What the task requires:
Scale the listing from its start through the line with "point(537, 69)", both ends included. Write out only those lines, requests included, with each point coordinate in the answers multiplied by 1.15 and rounded to a whole number, halves rounded up. Leave the format samples in the requests as they are, and omit the pictures.

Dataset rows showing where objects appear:
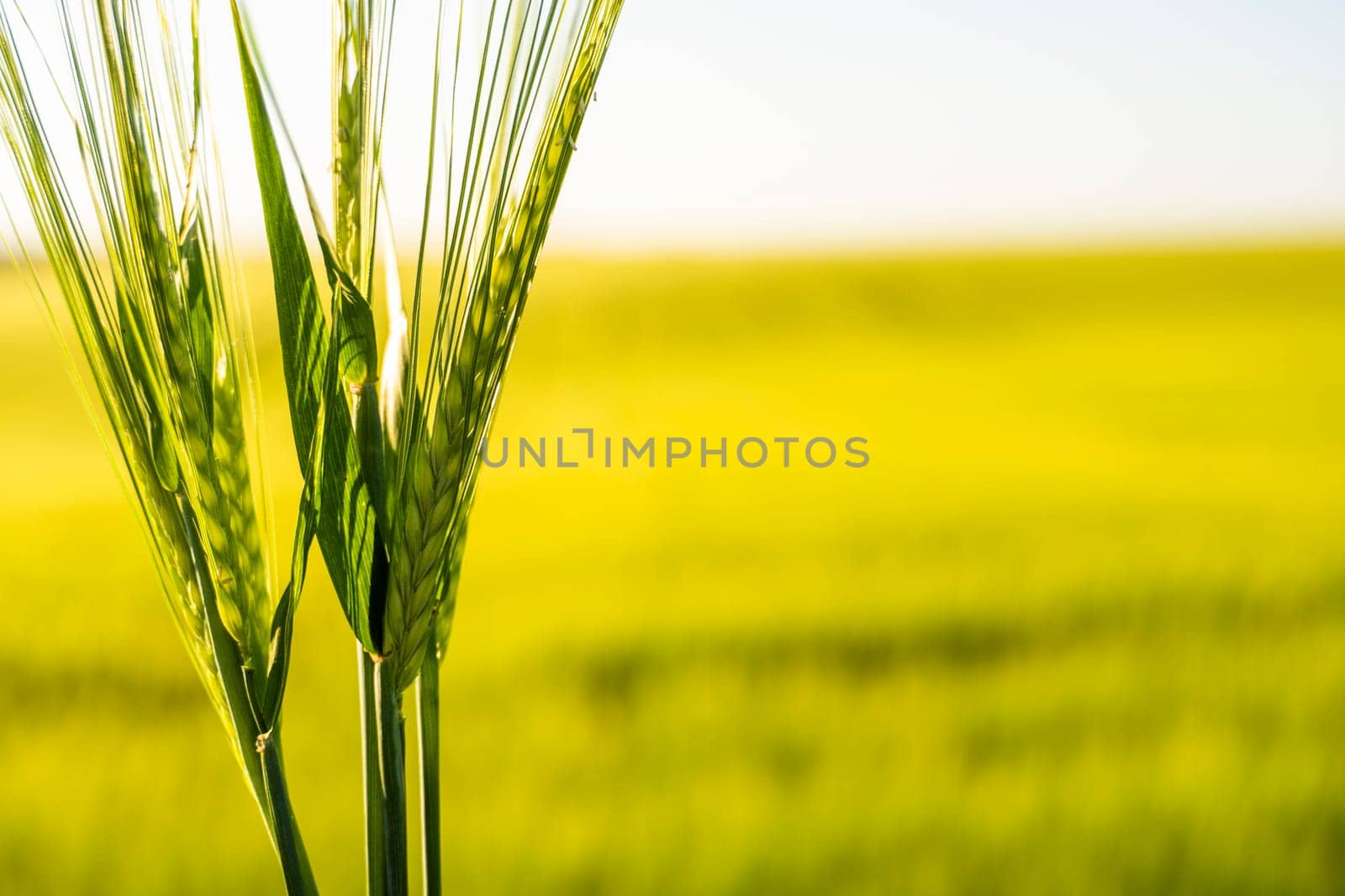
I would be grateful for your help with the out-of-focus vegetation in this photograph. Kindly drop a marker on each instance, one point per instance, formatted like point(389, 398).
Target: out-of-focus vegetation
point(1079, 627)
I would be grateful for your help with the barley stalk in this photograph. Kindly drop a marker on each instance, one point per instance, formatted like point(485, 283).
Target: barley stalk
point(155, 327)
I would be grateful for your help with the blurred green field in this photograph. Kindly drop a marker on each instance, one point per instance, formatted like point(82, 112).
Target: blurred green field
point(1078, 629)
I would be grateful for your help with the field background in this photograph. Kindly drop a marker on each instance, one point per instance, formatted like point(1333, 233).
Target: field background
point(1078, 629)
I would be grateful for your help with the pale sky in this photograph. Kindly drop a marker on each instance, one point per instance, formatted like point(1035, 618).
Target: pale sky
point(728, 123)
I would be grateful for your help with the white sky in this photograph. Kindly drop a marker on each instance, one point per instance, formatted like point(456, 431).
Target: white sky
point(725, 123)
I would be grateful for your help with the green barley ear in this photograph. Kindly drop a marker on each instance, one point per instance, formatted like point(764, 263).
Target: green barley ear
point(161, 333)
point(537, 69)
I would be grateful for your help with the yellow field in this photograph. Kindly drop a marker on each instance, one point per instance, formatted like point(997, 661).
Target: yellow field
point(1079, 627)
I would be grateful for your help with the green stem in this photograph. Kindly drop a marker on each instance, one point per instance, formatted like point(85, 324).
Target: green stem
point(293, 857)
point(432, 840)
point(374, 857)
point(392, 763)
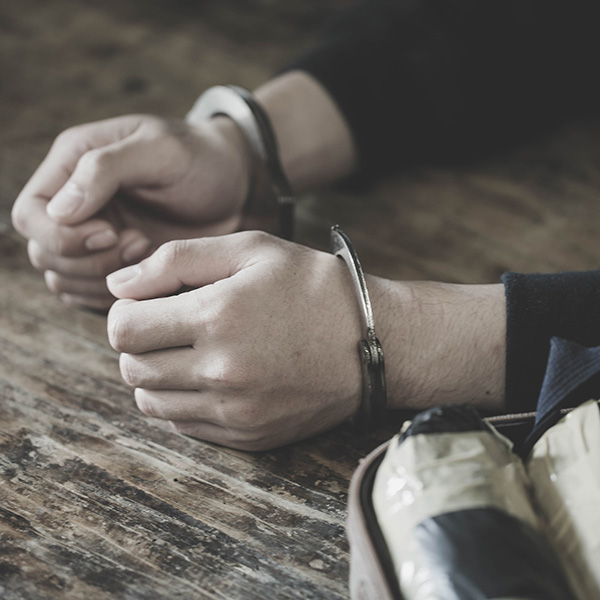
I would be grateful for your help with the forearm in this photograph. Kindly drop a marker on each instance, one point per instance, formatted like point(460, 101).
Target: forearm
point(443, 343)
point(315, 144)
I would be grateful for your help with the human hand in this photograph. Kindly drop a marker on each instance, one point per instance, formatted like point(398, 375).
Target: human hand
point(262, 353)
point(109, 193)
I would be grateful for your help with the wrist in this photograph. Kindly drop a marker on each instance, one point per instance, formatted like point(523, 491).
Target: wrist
point(315, 144)
point(238, 158)
point(443, 343)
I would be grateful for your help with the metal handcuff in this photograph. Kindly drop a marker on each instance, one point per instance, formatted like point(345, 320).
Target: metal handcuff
point(242, 108)
point(239, 105)
point(374, 392)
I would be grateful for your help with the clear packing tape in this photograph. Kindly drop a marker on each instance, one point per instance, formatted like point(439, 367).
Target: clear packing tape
point(564, 469)
point(456, 513)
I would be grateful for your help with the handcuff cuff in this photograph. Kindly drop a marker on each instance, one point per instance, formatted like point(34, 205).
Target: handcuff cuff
point(374, 393)
point(268, 180)
point(268, 175)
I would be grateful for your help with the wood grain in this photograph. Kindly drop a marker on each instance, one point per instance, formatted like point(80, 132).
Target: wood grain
point(98, 501)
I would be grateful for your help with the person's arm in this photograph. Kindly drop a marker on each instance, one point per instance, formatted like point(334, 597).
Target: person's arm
point(265, 350)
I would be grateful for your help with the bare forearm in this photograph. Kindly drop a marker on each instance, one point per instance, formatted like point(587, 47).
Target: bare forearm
point(315, 143)
point(443, 343)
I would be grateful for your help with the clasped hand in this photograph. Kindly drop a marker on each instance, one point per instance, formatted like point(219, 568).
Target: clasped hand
point(263, 350)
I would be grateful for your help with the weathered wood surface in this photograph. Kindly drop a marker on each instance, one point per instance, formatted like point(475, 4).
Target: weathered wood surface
point(96, 500)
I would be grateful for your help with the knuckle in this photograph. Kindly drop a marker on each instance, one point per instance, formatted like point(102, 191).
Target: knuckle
point(255, 239)
point(172, 252)
point(69, 137)
point(119, 328)
point(96, 161)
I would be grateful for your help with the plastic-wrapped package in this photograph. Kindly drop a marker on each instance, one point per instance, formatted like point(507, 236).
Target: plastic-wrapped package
point(564, 469)
point(451, 499)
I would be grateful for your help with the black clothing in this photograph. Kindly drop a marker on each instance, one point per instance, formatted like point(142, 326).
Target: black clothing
point(443, 80)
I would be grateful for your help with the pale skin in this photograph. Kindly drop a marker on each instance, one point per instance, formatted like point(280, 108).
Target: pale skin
point(262, 351)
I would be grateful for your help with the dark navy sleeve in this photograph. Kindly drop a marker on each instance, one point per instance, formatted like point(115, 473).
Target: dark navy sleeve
point(566, 305)
point(445, 80)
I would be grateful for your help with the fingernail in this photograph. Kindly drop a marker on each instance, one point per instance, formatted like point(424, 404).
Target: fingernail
point(67, 200)
point(123, 275)
point(135, 250)
point(101, 240)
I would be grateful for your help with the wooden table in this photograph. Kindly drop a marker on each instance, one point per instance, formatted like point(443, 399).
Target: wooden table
point(98, 501)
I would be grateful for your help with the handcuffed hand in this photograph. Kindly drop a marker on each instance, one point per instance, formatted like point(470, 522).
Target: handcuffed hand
point(109, 193)
point(263, 352)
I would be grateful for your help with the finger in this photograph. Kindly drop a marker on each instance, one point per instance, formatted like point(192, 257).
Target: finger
point(102, 171)
point(59, 284)
point(101, 302)
point(173, 369)
point(136, 327)
point(195, 263)
point(30, 220)
point(60, 163)
point(201, 415)
point(132, 246)
point(179, 405)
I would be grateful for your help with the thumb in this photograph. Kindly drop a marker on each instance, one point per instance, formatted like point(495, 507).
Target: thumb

Written reply:
I would be grateful for your help with the out-of-focus vegetation in this photograph. Kindly drop a marker on each instance, one point per instance, formatted like point(389, 398).
Target: out-of-focus vegetation
point(1241, 721)
I would be grateful for your help with the barley stalk in this photograph. Kindly drop a marker on each instance, one point per instance, formatted like point(485, 283).
Target: barley stalk
point(178, 376)
I would be grateful for your help with the blurred green field in this photograph. Kindly drop a marker on each instance, one point per instance, formatted like point(82, 112).
Target: blurred green field
point(1240, 723)
I would be grateful for your help with the field background in this photograph. Kindly drop a marker on each instance, one point per instance, formatted like point(1333, 233).
Target: field background
point(1240, 723)
I would be grateful for your help with the pale sky in this photograph. Kindly drop a marker on each instance, one point per instance, formatted like point(1035, 618).
Target: pale sky
point(837, 141)
I would be grateful for your help with the white sky in this photograph. Kindly drop a marker on each instance, one point per instance, formatted like point(456, 431).
Target: white sky
point(834, 141)
I would be grateful for your help with the green barley ear in this photograph. Kindly drop a marker on each instance, one point per instance, formatted like point(764, 263).
Target: green barley ear
point(185, 383)
point(618, 79)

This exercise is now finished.